*EXPLORE THE MATERIAL*.
**A)** In the comment thread, why does the commenter with the SOL-20 cassette put the word "junk" in quotes?
**B)** Copy the part of the comment thread that opens with "I have a cassette" and closes with "how to use ED.", substituting "Snake" for "Ladder".

*TEXT*.
Wonderful! :-)
Was going to comment that this reminded me of the old S-100 bus, and looking at the ads in Byte, and reading Chaos Manor, but obviously that couldn't be it, it had to be something else entirely, clicked and was pleasantly surprised.
It has IMSAI-8080!
You don't get the satisfying tactile flick-click of the real thing, but still, for about 0.06% of us, this brings an enormous smile!
:)
Heh, not sure why but it makes me wonder if you could 'Ship of Theseus' something like that into a modern day desktop. By going thru the different eras of DIY compute.
I have a cassette copy of Microsoft Advanced Basic for the SOL-20 that I got in a box of "junk" (junk in quotes because it included a very rare early copy of Zork for the Apple II that paid for the box about 40x over) at an estate sale years ago. Need to figure out if I can get it to load in this somehow.
Oh my. I've spent waaay too much time trying to figure out how does the Ladder works. Still was unable to play that one.
And I won't even mention that I have no idea how to use ED.
How do I... use this? There's no help button or anything
Was the front end designed using Claude Design?
The UI is unreadable due to low contrast and tiny text.
Thanks! Now I will procrastinate the whole day.
Holy crap! When I was a child, my father got me my first computer, and it had a bunch of dongles and red LEDs. I looked at it for a few minutes, and was like, what the hell am I supposed to do with this? My dad was an electrical engineer at a steel plant, so I had assumed it was some sort of industrial automation computer. But no, it was an Altair 8800.
I couldn't figure it out so they just got rid of it. Wish I could go back in time and try again.
Once you got the S100 box too full, you'd send it to my late friend Lloyd Smith's shop, DigiTek, where he would split the power bus, and add a second power supply to handle the load.
Wish I could read the text but someone decided it was more important to use dark gray text on black and dark-green backgrounds because it looks all trendy and cool and shit.
I remember reading Byte Magazine when I was 7 and not understanding why I couldn’t plug one of those cool S-100 bus graphics cards into my Heathkit H89.
So I made space invaders out of box drawing characters.
BASIC was slow so I tried using C. (Yes, there was a minimal C compiler for the H89!) But then C was too fast and “for (i=0; i<10000; i++);” didn’t seem to slow things down like it did in BASIC so then I was stumped. “C is too fast for games!” — me
The H89 had a built-in monitor and a 5 1/4” floppy drive. Its precursor, the H8, was much like this emulated S100/Altair, with LEDs and switches as your only I/O.

*DATA SECTION*.
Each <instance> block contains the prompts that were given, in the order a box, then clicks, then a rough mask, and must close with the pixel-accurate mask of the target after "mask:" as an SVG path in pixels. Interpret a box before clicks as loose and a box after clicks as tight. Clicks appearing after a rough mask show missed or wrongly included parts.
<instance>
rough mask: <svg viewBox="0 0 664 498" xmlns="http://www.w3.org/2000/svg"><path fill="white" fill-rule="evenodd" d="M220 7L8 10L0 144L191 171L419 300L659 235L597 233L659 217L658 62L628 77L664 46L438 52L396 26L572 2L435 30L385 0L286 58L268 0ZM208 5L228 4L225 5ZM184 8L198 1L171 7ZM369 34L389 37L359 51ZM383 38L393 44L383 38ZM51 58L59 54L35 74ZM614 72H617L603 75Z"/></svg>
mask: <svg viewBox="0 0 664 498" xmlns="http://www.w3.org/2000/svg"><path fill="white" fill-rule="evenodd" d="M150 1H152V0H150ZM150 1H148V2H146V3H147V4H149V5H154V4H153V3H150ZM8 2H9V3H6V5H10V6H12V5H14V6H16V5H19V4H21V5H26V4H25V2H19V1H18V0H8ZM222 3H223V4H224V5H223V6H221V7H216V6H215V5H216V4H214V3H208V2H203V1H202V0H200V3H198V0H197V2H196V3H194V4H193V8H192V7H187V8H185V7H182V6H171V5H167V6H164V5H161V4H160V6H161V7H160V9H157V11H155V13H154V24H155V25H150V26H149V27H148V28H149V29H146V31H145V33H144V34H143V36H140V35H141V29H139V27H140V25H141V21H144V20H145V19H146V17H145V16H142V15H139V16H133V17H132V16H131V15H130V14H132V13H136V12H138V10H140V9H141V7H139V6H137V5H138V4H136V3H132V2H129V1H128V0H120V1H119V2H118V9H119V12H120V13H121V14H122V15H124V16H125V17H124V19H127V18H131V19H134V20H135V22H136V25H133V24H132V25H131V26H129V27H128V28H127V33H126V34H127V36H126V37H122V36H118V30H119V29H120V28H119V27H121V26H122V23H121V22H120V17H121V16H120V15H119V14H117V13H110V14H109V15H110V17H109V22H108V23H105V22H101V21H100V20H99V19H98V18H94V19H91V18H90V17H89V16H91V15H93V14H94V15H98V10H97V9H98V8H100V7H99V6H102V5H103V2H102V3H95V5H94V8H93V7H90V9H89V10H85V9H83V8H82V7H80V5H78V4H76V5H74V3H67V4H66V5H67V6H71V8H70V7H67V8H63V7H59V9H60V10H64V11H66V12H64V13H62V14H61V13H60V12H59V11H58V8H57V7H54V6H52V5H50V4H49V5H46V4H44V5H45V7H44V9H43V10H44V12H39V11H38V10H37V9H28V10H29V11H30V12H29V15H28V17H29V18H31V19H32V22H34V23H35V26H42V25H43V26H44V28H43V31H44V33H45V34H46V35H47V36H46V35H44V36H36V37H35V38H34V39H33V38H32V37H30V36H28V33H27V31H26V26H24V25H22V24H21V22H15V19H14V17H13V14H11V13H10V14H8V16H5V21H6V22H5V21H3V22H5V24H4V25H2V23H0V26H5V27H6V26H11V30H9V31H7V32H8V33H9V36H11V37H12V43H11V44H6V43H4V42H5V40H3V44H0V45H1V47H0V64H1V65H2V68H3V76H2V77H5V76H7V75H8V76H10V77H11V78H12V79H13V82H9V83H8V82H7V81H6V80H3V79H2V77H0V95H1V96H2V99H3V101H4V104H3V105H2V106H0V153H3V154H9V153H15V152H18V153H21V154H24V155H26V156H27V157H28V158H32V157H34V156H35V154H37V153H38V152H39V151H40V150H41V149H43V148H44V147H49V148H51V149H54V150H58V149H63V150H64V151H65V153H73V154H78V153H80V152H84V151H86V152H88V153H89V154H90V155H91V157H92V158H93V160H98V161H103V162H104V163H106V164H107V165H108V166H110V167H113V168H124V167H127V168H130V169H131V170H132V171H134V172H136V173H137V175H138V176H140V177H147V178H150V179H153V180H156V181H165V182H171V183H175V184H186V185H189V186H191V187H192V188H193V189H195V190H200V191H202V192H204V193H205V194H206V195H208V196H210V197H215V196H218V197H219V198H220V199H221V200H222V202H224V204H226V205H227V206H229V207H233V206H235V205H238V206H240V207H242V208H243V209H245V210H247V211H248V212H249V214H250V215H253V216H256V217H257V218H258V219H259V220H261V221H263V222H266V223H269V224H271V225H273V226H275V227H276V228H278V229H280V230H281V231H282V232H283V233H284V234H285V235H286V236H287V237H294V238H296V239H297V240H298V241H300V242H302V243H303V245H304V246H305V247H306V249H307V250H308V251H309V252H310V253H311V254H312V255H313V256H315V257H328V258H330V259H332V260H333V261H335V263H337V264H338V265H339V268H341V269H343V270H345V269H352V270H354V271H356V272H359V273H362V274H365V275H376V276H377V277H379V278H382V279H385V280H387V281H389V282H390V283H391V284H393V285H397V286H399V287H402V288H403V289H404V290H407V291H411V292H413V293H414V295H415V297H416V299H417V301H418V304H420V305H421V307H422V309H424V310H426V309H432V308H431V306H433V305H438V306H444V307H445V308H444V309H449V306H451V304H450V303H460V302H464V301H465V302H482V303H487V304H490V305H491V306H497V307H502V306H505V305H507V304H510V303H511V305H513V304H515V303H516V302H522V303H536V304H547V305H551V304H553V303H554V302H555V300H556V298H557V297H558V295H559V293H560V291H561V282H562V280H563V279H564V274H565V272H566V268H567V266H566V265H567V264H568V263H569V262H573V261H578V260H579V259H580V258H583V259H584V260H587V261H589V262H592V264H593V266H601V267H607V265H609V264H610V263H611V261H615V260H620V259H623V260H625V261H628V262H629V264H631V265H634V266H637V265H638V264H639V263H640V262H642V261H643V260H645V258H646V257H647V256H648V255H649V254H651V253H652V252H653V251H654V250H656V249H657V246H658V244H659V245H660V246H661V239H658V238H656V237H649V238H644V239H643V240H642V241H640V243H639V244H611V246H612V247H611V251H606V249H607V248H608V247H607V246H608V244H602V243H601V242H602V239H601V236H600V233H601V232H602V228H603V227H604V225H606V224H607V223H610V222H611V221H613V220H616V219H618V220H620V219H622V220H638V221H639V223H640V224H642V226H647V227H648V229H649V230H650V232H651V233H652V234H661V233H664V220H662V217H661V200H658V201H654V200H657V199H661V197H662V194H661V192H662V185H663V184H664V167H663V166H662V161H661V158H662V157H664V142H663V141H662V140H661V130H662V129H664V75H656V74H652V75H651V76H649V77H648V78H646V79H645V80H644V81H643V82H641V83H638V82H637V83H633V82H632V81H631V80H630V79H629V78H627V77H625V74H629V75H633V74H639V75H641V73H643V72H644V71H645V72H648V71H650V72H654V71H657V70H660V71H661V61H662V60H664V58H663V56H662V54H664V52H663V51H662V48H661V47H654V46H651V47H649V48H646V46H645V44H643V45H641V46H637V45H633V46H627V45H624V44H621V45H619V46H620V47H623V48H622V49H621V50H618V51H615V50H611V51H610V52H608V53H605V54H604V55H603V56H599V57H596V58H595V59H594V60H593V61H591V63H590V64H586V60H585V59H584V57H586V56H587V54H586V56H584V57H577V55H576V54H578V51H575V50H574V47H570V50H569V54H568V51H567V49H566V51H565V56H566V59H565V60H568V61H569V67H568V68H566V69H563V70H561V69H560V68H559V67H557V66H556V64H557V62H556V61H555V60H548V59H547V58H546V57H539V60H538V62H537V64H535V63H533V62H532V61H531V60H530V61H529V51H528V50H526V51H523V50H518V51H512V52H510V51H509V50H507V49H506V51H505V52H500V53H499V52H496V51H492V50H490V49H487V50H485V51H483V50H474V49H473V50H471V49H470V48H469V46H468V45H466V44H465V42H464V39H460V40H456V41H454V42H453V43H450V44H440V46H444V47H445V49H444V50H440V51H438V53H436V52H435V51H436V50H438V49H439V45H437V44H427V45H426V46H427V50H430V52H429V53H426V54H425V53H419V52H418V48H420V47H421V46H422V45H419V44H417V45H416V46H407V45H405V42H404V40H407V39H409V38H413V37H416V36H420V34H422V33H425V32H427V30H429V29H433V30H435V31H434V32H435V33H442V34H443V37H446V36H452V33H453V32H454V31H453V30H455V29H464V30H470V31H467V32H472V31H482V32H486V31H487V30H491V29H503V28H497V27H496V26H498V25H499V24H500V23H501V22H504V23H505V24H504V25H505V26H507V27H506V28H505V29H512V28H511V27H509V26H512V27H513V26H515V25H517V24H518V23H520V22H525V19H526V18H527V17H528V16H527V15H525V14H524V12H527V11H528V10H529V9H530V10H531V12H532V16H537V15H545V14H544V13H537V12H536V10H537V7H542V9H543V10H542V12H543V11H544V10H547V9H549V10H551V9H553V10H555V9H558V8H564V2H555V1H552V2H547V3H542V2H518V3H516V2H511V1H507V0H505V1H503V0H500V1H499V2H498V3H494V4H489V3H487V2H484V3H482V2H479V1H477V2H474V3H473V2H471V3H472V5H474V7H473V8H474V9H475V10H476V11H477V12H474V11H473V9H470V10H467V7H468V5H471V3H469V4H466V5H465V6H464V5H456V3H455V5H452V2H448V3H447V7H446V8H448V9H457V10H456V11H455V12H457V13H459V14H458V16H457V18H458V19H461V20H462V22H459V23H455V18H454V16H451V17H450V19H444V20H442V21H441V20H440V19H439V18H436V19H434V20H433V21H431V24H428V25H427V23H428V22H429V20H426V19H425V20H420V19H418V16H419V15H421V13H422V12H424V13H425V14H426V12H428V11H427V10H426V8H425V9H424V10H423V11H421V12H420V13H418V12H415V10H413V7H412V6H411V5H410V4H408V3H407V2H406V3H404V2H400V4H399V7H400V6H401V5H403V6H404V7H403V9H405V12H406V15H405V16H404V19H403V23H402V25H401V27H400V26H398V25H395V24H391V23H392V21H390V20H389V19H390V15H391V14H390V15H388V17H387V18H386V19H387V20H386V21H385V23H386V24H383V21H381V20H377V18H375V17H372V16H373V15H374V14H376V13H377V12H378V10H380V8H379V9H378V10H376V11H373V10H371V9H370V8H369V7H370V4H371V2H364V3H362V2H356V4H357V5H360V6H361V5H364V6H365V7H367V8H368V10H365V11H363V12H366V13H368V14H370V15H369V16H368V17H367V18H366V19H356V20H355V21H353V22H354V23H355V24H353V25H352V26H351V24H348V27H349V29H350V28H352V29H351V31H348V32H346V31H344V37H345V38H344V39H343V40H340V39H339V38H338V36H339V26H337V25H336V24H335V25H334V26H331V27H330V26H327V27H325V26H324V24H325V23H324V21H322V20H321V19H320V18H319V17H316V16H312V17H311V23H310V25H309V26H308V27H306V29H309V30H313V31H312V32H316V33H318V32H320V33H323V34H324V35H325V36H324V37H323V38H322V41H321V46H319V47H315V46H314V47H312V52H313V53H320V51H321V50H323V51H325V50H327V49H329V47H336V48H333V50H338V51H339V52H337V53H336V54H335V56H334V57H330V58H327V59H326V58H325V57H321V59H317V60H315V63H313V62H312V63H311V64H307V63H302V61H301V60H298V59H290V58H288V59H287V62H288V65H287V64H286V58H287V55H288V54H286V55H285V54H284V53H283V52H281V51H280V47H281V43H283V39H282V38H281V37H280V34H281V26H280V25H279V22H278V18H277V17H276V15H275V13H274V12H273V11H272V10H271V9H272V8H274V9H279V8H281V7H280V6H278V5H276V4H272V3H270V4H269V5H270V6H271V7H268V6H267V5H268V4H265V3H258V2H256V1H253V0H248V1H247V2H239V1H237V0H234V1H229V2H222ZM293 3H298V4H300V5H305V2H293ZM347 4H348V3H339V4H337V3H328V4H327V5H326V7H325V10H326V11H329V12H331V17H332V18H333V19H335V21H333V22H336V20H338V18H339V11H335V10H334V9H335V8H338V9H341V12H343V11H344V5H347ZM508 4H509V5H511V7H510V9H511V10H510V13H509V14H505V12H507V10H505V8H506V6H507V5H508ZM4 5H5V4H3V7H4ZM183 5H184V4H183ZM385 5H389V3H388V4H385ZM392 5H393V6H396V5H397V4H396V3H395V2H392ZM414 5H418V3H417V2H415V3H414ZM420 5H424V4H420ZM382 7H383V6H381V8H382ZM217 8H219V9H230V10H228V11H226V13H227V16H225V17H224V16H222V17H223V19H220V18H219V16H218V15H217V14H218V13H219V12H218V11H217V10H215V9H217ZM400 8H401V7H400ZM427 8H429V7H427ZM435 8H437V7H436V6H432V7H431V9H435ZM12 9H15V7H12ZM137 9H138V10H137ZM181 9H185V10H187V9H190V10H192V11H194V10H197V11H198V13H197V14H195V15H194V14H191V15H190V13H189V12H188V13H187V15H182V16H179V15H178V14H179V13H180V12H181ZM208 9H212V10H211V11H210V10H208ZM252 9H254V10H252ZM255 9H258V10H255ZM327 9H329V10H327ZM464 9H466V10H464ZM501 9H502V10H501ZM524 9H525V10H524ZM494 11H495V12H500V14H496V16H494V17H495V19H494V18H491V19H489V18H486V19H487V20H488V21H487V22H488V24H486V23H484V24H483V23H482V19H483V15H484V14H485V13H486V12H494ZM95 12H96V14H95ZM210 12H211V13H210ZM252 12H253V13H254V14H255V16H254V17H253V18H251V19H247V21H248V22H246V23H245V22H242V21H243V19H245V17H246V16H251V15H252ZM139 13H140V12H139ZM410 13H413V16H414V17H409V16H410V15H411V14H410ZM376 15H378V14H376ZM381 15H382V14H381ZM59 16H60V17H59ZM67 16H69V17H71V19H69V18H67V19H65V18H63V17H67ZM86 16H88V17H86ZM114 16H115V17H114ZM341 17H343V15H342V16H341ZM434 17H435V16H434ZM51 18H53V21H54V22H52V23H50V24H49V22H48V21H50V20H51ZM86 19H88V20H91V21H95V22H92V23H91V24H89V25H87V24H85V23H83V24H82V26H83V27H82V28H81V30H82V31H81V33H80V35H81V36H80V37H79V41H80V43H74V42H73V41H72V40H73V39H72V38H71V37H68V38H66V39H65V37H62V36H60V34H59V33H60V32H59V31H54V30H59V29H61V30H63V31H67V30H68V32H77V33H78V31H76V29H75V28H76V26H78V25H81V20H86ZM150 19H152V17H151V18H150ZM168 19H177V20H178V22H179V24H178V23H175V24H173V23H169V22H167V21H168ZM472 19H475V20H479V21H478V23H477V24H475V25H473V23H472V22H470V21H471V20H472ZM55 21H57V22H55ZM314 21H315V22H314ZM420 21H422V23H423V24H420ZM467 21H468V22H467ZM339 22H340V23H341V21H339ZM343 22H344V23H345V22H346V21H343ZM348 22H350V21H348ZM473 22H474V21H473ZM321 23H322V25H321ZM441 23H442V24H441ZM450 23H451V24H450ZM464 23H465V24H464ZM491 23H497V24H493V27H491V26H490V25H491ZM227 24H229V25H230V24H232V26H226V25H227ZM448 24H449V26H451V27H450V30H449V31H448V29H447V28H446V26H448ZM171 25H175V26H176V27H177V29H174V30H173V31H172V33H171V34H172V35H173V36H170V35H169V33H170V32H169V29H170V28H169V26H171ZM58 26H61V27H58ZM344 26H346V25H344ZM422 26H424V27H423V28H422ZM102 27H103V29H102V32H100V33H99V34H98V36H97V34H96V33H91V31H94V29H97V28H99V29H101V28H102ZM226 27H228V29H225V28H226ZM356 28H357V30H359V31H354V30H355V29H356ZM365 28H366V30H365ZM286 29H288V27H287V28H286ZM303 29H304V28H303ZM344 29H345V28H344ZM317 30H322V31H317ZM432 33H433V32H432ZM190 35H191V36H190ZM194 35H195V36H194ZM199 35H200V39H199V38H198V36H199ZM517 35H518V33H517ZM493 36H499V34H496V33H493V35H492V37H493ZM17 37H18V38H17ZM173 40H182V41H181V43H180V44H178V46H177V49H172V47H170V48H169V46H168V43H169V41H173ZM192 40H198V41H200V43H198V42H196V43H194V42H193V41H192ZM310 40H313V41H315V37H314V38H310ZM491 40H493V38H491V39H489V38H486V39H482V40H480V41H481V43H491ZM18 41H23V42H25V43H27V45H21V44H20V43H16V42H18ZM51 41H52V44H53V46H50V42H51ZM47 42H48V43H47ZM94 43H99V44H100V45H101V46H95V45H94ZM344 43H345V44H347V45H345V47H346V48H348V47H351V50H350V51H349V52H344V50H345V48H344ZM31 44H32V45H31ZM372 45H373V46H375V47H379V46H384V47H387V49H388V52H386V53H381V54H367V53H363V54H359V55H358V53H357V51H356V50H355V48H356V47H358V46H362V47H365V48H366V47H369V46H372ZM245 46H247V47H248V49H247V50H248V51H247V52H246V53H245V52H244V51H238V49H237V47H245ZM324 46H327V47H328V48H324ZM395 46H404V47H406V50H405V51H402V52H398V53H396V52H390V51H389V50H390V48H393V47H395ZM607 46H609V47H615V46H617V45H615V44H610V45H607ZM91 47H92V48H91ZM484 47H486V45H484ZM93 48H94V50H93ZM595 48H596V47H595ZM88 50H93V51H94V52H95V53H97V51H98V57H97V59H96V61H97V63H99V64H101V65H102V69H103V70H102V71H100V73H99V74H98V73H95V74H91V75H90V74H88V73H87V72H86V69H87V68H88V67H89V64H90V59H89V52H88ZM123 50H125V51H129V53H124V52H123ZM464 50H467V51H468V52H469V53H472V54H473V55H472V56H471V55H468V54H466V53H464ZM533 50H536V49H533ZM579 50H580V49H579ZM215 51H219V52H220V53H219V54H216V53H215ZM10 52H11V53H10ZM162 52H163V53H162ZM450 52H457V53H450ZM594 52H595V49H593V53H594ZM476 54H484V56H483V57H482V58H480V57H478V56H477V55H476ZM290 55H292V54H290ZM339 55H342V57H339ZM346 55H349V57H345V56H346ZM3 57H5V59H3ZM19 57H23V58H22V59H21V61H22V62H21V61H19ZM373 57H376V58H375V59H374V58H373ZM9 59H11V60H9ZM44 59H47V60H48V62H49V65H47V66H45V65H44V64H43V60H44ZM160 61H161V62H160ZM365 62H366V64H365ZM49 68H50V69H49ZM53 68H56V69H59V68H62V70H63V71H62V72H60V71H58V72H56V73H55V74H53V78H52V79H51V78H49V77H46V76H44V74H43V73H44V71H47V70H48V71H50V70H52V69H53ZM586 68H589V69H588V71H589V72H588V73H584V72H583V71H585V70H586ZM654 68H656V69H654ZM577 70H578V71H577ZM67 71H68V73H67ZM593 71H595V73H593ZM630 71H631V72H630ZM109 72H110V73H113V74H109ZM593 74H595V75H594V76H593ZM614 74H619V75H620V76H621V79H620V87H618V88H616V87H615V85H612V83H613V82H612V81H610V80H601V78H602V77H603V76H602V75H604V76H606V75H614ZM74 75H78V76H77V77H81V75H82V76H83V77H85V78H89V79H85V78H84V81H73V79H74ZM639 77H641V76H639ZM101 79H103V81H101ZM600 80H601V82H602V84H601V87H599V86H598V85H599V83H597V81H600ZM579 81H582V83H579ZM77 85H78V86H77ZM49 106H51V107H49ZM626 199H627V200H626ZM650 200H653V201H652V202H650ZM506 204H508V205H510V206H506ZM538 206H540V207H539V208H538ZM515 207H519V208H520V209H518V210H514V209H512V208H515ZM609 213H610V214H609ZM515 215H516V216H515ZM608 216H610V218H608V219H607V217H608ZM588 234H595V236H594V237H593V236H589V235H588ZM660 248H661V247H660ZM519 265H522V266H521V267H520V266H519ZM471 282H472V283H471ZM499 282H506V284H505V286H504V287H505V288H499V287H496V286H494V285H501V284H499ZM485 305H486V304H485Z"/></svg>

*ANSWERS TO THE TASKS*.
**A)** The box wasn't really junk. It held a very rare early copy of Zork for the Apple II, which paid for the box about 40 times over.

**B)**
I have a cassette copy of Microsoft Advanced Basic for the SOL-20 that I got in a box of "junk" (junk in quotes because it included a very rare early copy of Zork for the Apple II that paid for the box about 40x over) at an estate sale years ago. Need to figure out if I can get it to load in this somehow.
Oh my. I've spent waaay too much time trying to figure out how does the Snake works. Still was unable to play that one.
And I won't even mention that I have no idea how to use ED.